» **Directions for this task**: Each record must be retyped in full. No character may differ.
-- START Provided entries --
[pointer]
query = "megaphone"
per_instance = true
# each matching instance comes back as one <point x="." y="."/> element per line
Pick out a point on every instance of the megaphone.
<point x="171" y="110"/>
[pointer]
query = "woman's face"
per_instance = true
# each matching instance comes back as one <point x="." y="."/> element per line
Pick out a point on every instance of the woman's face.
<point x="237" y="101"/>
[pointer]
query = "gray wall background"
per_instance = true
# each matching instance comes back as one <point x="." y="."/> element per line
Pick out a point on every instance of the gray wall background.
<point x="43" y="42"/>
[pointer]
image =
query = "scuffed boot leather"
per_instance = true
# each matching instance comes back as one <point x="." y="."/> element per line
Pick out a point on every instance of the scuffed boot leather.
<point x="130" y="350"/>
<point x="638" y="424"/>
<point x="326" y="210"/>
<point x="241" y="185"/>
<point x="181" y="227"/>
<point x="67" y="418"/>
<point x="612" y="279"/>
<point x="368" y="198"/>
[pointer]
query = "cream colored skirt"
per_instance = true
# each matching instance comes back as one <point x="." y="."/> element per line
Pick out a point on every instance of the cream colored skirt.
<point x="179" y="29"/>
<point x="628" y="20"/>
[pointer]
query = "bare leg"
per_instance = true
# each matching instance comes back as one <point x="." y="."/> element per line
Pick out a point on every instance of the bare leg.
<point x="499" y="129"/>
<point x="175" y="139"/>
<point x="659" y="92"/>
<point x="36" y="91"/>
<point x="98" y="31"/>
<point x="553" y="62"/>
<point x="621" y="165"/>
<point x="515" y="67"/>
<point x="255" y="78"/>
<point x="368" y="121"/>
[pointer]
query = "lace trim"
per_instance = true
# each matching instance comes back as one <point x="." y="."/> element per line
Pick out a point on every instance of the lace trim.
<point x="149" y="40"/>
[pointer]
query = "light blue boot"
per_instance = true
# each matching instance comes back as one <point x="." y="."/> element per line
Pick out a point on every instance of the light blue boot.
-- END Provided entries --
» **Task response**:
[pointer]
query = "megaphone"
per_instance = true
# each matching instance comes back as one <point x="." y="."/> element per line
Pick out a point on every instance of the megaphone.
<point x="171" y="110"/>
[pointer]
query = "woman's face"
per_instance = true
# each matching instance comes back as one <point x="." y="."/> element per line
Pick out a point on every instance of the woman's face.
<point x="237" y="101"/>
[pointer]
query = "gray wall background"
per_instance = true
# each matching instance comes back as one <point x="." y="."/> element per line
Pick out a point on every instance of the gray wall background.
<point x="43" y="42"/>
[pointer]
image =
query = "scuffed boot leather"
per_instance = true
# each matching instance comes back as one <point x="." y="."/> element per line
Pick out a point on every instance of the scuffed boot leather.
<point x="130" y="350"/>
<point x="638" y="424"/>
<point x="326" y="210"/>
<point x="241" y="185"/>
<point x="181" y="227"/>
<point x="67" y="418"/>
<point x="612" y="279"/>
<point x="368" y="198"/>
[pointer]
query = "cream colored skirt"
per_instance = true
# each matching instance comes back as one <point x="." y="."/> element per line
Pick out a point on every instance of the cream colored skirt.
<point x="179" y="29"/>
<point x="628" y="20"/>
[pointer]
query = "bare leg"
per_instance = true
# each matching instance comes back as one <point x="." y="."/> element per line
Pick out a point on every instance of the bare leg.
<point x="499" y="129"/>
<point x="175" y="139"/>
<point x="659" y="92"/>
<point x="36" y="91"/>
<point x="98" y="31"/>
<point x="553" y="62"/>
<point x="621" y="165"/>
<point x="515" y="67"/>
<point x="255" y="78"/>
<point x="368" y="121"/>
[pointer]
query = "lace trim"
per_instance = true
# each matching instance comes back as one <point x="." y="."/> element per line
Pick out a point on every instance of the lace trim.
<point x="149" y="40"/>
[pointer]
query = "light blue boot"
per_instance = true
# each matching instance comes back as one <point x="." y="."/> element per line
Pick out a point on every instance of the light blue boot.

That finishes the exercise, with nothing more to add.